— Start of SOURCE MATERIAL —

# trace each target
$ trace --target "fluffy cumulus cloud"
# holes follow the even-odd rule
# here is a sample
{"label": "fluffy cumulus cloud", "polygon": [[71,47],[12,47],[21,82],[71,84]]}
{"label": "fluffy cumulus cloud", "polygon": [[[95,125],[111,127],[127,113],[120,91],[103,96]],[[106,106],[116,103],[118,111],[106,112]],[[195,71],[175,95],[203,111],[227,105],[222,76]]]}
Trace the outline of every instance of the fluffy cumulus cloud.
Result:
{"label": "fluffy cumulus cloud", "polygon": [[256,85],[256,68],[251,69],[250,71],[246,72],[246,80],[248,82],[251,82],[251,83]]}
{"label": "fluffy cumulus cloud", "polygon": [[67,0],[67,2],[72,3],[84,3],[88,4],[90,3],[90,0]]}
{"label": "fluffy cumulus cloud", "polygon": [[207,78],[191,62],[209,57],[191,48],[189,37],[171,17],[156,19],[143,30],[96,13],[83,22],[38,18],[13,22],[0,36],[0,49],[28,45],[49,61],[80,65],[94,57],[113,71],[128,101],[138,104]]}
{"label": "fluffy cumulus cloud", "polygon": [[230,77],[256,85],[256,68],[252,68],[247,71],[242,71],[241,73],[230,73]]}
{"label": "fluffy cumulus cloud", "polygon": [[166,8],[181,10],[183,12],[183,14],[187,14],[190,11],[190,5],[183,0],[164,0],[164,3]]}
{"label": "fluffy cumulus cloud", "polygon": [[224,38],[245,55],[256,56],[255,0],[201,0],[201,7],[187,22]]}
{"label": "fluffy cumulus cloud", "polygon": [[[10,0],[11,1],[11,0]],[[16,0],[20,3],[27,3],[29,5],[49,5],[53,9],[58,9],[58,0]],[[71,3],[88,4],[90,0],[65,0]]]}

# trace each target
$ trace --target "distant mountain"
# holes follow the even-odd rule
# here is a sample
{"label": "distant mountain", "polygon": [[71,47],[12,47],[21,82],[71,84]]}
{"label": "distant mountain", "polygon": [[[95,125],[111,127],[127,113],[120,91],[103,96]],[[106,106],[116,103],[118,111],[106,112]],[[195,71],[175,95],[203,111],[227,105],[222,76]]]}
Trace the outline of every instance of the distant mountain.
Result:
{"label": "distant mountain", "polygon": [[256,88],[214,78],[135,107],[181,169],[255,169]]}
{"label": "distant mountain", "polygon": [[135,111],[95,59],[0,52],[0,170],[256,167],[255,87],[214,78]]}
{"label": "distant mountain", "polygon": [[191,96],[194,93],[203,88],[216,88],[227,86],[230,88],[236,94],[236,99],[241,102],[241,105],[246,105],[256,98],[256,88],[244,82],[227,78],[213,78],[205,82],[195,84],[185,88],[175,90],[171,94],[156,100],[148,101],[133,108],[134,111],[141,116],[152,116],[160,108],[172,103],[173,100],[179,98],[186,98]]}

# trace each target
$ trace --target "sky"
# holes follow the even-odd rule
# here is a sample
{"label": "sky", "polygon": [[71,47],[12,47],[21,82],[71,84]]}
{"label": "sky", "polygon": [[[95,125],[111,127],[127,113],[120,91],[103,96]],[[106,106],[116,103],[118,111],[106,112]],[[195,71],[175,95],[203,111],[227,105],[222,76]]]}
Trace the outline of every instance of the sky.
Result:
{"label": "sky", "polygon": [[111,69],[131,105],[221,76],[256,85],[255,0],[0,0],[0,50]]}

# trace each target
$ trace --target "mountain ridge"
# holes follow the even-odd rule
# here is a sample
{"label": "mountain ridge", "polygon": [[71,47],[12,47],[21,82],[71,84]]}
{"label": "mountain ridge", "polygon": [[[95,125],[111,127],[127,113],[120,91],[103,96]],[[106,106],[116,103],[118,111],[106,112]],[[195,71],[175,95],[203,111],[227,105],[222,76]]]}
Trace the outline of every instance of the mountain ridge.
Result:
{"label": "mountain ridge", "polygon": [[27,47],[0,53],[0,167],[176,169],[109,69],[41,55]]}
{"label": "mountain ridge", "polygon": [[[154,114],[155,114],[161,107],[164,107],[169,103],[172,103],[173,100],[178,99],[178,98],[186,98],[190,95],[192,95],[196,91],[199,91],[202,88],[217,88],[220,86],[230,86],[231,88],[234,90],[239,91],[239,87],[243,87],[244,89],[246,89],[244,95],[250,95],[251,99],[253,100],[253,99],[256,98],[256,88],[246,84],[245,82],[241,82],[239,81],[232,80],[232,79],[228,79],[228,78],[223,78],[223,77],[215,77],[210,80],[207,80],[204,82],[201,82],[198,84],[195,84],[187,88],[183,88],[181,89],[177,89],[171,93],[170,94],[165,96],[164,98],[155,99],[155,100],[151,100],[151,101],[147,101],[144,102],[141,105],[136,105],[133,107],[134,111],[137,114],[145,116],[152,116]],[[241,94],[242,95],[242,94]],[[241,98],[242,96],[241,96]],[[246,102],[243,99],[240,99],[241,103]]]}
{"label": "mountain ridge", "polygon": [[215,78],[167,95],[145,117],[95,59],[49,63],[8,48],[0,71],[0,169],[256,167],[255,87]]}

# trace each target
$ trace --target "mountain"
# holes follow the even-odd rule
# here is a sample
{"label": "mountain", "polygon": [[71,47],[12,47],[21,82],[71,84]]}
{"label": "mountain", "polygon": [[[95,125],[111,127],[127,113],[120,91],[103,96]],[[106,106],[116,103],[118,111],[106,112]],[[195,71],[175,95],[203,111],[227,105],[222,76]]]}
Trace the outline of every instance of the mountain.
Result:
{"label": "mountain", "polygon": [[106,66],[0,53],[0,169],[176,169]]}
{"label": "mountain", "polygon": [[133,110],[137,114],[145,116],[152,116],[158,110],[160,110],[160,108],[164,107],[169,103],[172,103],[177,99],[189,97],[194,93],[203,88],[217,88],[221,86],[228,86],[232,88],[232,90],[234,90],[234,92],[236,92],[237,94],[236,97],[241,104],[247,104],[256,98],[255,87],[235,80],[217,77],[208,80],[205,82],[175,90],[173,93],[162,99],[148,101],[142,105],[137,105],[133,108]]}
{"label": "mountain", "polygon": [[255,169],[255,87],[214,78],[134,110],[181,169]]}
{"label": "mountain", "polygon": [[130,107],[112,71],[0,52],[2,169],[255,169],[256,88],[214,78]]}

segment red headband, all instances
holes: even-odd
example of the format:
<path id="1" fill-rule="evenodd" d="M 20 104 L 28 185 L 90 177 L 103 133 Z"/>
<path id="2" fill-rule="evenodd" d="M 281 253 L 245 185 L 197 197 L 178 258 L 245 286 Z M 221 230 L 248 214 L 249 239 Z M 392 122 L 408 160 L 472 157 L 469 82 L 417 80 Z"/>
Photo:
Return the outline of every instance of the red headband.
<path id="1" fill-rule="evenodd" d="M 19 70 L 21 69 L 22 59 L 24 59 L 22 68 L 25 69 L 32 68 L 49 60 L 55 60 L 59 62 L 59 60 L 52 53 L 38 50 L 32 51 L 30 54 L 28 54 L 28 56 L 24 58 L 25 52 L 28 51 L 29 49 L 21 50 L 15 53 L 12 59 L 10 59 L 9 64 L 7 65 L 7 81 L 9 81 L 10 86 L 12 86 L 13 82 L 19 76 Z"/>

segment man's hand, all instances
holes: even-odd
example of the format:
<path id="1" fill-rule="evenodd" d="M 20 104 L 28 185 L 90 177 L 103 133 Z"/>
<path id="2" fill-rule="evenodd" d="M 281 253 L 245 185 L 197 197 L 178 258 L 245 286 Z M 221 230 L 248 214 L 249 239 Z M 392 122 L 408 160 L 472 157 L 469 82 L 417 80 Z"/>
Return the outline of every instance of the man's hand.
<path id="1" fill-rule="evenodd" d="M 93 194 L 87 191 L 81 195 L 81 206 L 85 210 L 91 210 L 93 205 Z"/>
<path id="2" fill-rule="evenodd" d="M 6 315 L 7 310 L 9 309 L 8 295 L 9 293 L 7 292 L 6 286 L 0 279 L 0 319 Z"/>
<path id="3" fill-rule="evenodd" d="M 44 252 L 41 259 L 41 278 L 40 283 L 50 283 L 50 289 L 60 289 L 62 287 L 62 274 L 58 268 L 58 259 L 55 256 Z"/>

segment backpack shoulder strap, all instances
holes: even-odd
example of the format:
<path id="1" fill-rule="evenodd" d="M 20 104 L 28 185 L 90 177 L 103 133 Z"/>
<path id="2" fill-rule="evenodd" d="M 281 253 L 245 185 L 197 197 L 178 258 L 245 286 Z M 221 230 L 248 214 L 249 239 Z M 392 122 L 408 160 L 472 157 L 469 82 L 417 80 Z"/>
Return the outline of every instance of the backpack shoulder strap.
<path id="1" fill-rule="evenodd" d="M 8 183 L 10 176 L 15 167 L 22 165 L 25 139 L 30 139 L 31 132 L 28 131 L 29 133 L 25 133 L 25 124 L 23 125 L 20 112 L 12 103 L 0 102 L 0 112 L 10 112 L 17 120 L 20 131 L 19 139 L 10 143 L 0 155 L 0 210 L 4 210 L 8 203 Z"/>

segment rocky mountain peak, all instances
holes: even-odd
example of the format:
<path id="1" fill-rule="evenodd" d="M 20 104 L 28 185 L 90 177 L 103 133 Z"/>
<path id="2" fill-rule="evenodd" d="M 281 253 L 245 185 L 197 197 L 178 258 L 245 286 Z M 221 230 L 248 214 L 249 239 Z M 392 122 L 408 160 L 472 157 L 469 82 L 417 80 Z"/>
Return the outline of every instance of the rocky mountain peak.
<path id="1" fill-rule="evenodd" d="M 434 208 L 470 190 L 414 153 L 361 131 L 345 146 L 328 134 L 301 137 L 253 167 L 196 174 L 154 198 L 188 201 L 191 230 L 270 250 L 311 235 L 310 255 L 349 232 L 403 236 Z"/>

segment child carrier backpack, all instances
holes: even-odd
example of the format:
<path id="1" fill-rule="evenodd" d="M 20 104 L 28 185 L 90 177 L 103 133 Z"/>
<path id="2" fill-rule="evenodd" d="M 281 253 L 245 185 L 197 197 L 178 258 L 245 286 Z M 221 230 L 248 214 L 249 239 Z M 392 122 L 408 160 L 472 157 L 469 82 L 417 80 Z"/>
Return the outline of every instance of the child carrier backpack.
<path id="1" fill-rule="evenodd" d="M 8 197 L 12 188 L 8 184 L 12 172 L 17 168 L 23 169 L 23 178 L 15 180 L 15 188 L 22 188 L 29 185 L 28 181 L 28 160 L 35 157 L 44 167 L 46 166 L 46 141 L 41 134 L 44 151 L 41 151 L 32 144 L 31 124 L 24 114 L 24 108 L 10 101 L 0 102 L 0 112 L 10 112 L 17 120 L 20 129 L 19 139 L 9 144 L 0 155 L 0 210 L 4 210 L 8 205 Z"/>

— End of SOURCE MATERIAL —

#### WHAT THIS TASK INVOLVES
Please render the lines of the listing above, between the lines holding "segment red headband, all instances" and "44 252 L 41", inclusive, as a Markdown table with the columns Number and Content, leaving out blank lines.

#### ANSWER IN FULL
| Number | Content |
|---|---|
| 1 | segment red headband, all instances |
| 2 | holes: even-odd |
| 3 | example of the format: |
| 4 | <path id="1" fill-rule="evenodd" d="M 20 104 L 28 185 L 90 177 L 103 133 Z"/> |
| 5 | <path id="2" fill-rule="evenodd" d="M 281 253 L 245 185 L 197 197 L 178 258 L 245 286 Z M 221 230 L 248 214 L 249 239 Z M 392 122 L 408 160 L 472 157 L 469 82 L 417 80 Z"/> |
| 6 | Photo: |
| 7 | Return the outline of every instance of the red headband. |
| 8 | <path id="1" fill-rule="evenodd" d="M 19 70 L 21 69 L 22 59 L 24 59 L 22 68 L 25 69 L 32 68 L 49 60 L 55 60 L 59 62 L 59 60 L 52 53 L 38 50 L 32 51 L 30 54 L 28 54 L 28 56 L 24 58 L 25 52 L 28 51 L 29 49 L 21 50 L 15 53 L 12 59 L 10 59 L 9 64 L 7 65 L 7 81 L 9 81 L 10 86 L 12 86 L 13 82 L 19 76 Z"/> |
| 9 | segment man's hand, all instances |
| 10 | holes: even-odd |
| 11 | example of the format: |
| 12 | <path id="1" fill-rule="evenodd" d="M 20 104 L 28 185 L 90 177 L 103 133 Z"/> |
| 13 | <path id="2" fill-rule="evenodd" d="M 281 253 L 245 185 L 197 197 L 178 258 L 245 286 Z M 221 230 L 248 214 L 249 239 Z M 392 122 L 408 160 L 472 157 L 469 82 L 417 80 Z"/> |
| 14 | Return the outline of every instance of the man's hand. |
| 15 | <path id="1" fill-rule="evenodd" d="M 93 194 L 87 191 L 81 195 L 81 206 L 85 210 L 91 210 L 93 205 Z"/> |
| 16 | <path id="2" fill-rule="evenodd" d="M 6 315 L 7 310 L 9 309 L 8 295 L 9 293 L 7 292 L 6 286 L 0 279 L 0 319 Z"/> |
| 17 | <path id="3" fill-rule="evenodd" d="M 44 252 L 41 259 L 41 278 L 40 283 L 50 283 L 50 289 L 60 289 L 62 287 L 62 274 L 58 268 L 58 259 L 55 256 Z"/> |